Output every entry exactly, from the first line to the last.

#####

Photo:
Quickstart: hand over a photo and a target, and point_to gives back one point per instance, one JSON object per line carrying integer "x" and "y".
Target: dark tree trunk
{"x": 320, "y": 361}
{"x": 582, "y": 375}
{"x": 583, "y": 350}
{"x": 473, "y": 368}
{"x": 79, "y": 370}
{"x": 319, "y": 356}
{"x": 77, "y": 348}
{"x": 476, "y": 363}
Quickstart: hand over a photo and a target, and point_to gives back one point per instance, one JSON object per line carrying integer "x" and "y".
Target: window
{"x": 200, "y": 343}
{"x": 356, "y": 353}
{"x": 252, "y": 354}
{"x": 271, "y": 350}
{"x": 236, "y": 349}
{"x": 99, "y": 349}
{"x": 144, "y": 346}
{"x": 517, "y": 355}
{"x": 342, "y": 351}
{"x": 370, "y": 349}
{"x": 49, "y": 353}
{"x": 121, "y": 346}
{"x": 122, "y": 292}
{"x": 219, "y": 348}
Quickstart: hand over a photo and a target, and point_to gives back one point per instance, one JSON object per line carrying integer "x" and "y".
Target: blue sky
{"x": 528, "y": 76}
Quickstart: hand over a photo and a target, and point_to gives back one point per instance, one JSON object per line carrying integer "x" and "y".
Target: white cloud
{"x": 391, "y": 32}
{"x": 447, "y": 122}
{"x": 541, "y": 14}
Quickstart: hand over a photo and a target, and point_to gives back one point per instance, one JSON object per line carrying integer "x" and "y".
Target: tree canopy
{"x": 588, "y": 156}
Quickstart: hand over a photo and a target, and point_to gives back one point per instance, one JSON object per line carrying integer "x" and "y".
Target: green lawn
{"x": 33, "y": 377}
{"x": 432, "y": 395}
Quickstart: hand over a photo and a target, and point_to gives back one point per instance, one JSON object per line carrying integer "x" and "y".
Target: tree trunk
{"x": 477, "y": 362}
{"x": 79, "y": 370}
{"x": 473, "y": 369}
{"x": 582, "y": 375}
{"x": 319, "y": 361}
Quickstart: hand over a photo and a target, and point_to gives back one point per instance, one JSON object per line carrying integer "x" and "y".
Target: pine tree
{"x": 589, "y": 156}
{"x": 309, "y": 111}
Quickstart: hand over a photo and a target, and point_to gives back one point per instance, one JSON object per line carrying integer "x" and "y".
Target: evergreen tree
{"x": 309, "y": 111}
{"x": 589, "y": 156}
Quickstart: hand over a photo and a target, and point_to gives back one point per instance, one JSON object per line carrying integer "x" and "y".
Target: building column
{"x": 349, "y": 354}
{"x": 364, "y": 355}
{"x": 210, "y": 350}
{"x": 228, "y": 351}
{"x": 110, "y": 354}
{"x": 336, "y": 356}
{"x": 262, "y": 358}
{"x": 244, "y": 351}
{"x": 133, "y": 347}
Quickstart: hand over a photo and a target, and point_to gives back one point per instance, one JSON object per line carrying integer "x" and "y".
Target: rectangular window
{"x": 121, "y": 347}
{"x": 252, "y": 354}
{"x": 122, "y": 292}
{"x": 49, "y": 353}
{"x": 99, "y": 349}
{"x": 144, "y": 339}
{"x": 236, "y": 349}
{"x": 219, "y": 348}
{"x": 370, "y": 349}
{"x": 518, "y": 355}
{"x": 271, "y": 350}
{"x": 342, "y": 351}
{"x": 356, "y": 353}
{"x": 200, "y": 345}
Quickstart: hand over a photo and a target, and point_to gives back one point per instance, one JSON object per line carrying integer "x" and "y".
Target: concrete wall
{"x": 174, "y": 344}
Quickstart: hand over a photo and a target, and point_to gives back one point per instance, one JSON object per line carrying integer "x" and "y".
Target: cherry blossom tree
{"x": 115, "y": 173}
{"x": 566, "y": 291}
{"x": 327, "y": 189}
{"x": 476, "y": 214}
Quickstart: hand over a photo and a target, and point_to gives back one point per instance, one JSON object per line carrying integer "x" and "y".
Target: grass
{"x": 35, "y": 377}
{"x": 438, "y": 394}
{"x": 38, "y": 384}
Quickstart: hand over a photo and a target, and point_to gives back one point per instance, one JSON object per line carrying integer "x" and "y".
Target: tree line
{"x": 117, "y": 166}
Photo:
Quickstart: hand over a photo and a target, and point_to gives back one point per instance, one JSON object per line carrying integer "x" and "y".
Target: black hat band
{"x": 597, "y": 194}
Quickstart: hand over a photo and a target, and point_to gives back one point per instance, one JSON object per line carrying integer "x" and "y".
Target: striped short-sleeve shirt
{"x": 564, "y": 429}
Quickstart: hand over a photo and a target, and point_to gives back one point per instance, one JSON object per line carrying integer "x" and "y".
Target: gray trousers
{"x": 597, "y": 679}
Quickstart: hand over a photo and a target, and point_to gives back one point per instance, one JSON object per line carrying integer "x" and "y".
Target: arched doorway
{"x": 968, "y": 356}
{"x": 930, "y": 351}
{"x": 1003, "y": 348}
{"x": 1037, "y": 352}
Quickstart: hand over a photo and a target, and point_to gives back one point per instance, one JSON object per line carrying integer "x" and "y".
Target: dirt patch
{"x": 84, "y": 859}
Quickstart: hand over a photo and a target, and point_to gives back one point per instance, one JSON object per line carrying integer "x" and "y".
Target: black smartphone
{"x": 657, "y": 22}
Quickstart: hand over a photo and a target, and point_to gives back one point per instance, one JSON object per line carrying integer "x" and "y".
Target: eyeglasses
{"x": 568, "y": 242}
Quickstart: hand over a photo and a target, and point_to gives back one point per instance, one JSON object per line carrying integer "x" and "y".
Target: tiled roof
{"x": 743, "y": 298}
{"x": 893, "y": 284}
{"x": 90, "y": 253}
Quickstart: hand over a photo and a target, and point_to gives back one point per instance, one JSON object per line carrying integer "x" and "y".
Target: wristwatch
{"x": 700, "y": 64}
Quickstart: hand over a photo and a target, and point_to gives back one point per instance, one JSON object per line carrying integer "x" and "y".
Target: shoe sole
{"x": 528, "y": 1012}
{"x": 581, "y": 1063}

#####

* [Full output]
Photo:
Quickstart: hand over a photo and a target, and point_to gives back one point per instance, one JSON object per line carrying integer "x" and "y".
Target: dark tree trunk
{"x": 320, "y": 361}
{"x": 582, "y": 375}
{"x": 583, "y": 350}
{"x": 473, "y": 368}
{"x": 79, "y": 370}
{"x": 319, "y": 356}
{"x": 77, "y": 348}
{"x": 476, "y": 363}
Quickstart: hand over a photo and a target, and point_to gives back one point per instance, one JSON object per line carrying integer "x" and "y".
Target: window
{"x": 200, "y": 343}
{"x": 356, "y": 353}
{"x": 252, "y": 354}
{"x": 271, "y": 350}
{"x": 236, "y": 349}
{"x": 99, "y": 349}
{"x": 144, "y": 346}
{"x": 517, "y": 355}
{"x": 342, "y": 351}
{"x": 370, "y": 349}
{"x": 49, "y": 353}
{"x": 121, "y": 346}
{"x": 122, "y": 292}
{"x": 219, "y": 348}
Quickstart: hand over a photo and a target, and point_to gives back one point per instance, one JSON object per line carrying integer "x" and "y".
Target: blue sky
{"x": 528, "y": 76}
Quickstart: hand over a photo and a target, and point_to gives back one point per instance, one JSON object per line carrying integer "x" and "y".
Target: white cloud
{"x": 391, "y": 32}
{"x": 447, "y": 122}
{"x": 541, "y": 14}
Quickstart: hand over a photo and a target, and point_to gives back one point per instance, one JSON object per line carrying integer "x" and "y".
Target: tree canopy
{"x": 588, "y": 156}
Quickstart: hand over a photo and a target, and point_to gives back one point per instance, one JSON object per line carrying integer "x" and "y".
Target: green lawn
{"x": 33, "y": 377}
{"x": 432, "y": 395}
Quickstart: hand over a photo and a target, and point_to gives back one point per instance, one JSON object per line carrying integer "x" and "y".
Target: tree trunk
{"x": 477, "y": 362}
{"x": 79, "y": 370}
{"x": 473, "y": 369}
{"x": 582, "y": 375}
{"x": 319, "y": 361}
Quickstart: hand over a photo and a target, and point_to gives back one point per instance, one JSON object per line carrying integer "x" and "y".
Target: pine tree
{"x": 589, "y": 156}
{"x": 309, "y": 111}
Quickstart: hand over a photo and a target, and point_to gives back one point per instance, one JSON object per line carrying integer "x" and "y".
Target: evergreen tree
{"x": 309, "y": 111}
{"x": 589, "y": 156}
Quickstart: hand over a photo and a target, and point_to gives back one point per instance, one JSON object per line carrying integer "x" and "y".
Target: building column
{"x": 349, "y": 354}
{"x": 364, "y": 355}
{"x": 210, "y": 350}
{"x": 228, "y": 351}
{"x": 110, "y": 354}
{"x": 336, "y": 356}
{"x": 262, "y": 358}
{"x": 244, "y": 351}
{"x": 133, "y": 347}
Quickstart: hand over a photo and a target, and point_to gives back one point per instance, one JSON object per line carrying integer "x" and "y".
Target: rectangular window
{"x": 121, "y": 347}
{"x": 252, "y": 354}
{"x": 122, "y": 292}
{"x": 49, "y": 353}
{"x": 99, "y": 349}
{"x": 144, "y": 339}
{"x": 236, "y": 349}
{"x": 219, "y": 348}
{"x": 370, "y": 349}
{"x": 518, "y": 355}
{"x": 271, "y": 350}
{"x": 342, "y": 351}
{"x": 356, "y": 353}
{"x": 200, "y": 345}
Quickstart: hand over a photo and a target, and point_to gives back one point per instance, one JSON object per line carrying integer "x" and "y".
Target: concrete wall
{"x": 174, "y": 344}
Quickstart: hand over a photo and a target, and point_to gives back one point per instance, one JSON object per line carrying integer "x" and "y".
Target: cherry blossom tree
{"x": 115, "y": 173}
{"x": 566, "y": 291}
{"x": 327, "y": 189}
{"x": 476, "y": 214}
Quickstart: hand over a photo and a target, and point_to gives back one point per instance, one JSON object per line carrying integer "x" and "y".
Target: grass
{"x": 35, "y": 377}
{"x": 438, "y": 394}
{"x": 38, "y": 384}
Quickstart: hand over a photo and a target, and point_to gives back one point per instance, one JSON object per line carrying integer "x" and "y".
Target: tree line
{"x": 117, "y": 166}
Photo:
Quickstart: hand over a photo and a target, and point_to gives back one point per instance, one JSON object per line carrying integer "x" and "y".
Target: black hat band
{"x": 597, "y": 194}
Quickstart: hand over a photo and a target, and point_to gives back one point per instance, one JSON object per line carrying integer "x" and "y".
Target: striped short-sleeve shirt
{"x": 564, "y": 429}
Quickstart: hand over a photo and a target, and point_to gives back one point per instance, one JSON object per line carrying integer "x" and "y".
Target: gray trousers
{"x": 597, "y": 679}
Quickstart: hand over a photo and a target, and point_to gives back one point per instance, one JSON object per line carrying integer "x" and "y".
Target: arched doorway
{"x": 968, "y": 356}
{"x": 930, "y": 351}
{"x": 1003, "y": 348}
{"x": 1037, "y": 352}
Quickstart: hand over a photo and a target, and point_to gives back one point per instance, one JSON object per line carrying integer "x" and "y".
Target: dirt patch
{"x": 84, "y": 859}
Quickstart: hand over a photo and a target, and point_to gives back one point per instance, one JSON object per line carrying integer "x" and "y".
Target: black smartphone
{"x": 657, "y": 22}
Quickstart: hand over a photo and a target, and point_to gives back one point per instance, one JSON object per line carrying integer "x" and "y".
Target: eyeglasses
{"x": 568, "y": 242}
Quickstart: hand over a photo and a target, and point_to gives back one point per instance, one JSON object per line carrying integer "x" and "y".
Target: tiled roof
{"x": 743, "y": 298}
{"x": 893, "y": 284}
{"x": 90, "y": 253}
Quickstart: hand over a photo and a target, and point_to gives back one point per instance, one JSON object per line carrying integer "x" and "y".
Target: wristwatch
{"x": 700, "y": 64}
Quickstart: hand over a photo and a target, and point_to gives back one point per instance, one JSON object per line carrying integer "x" and "y".
Target: shoe sole
{"x": 528, "y": 1012}
{"x": 581, "y": 1063}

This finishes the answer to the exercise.